WHAT TO PRODUCE: Go to the line that includes "target: reflective stripe on vest" and retype it, then every line after it to the end of the data, adding nothing.

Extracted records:

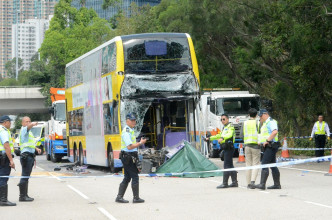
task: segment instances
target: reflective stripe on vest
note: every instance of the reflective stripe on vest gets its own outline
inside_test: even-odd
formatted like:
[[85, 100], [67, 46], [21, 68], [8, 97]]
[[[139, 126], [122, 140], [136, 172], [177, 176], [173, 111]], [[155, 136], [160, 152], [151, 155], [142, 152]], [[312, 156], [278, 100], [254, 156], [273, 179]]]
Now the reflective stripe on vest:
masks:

FINISHED TASK:
target: reflective stripe on vest
note: every instance of the reflective stripe on vest gets its own outline
inside_test: even-odd
formatted like:
[[85, 100], [67, 46], [21, 68], [8, 97]]
[[[139, 126], [122, 140], [136, 172], [177, 176], [173, 111]], [[155, 136], [160, 152], [151, 155], [142, 152]], [[312, 156], [278, 100], [254, 156], [273, 179]]]
Now the reflective stripe on vest:
masks:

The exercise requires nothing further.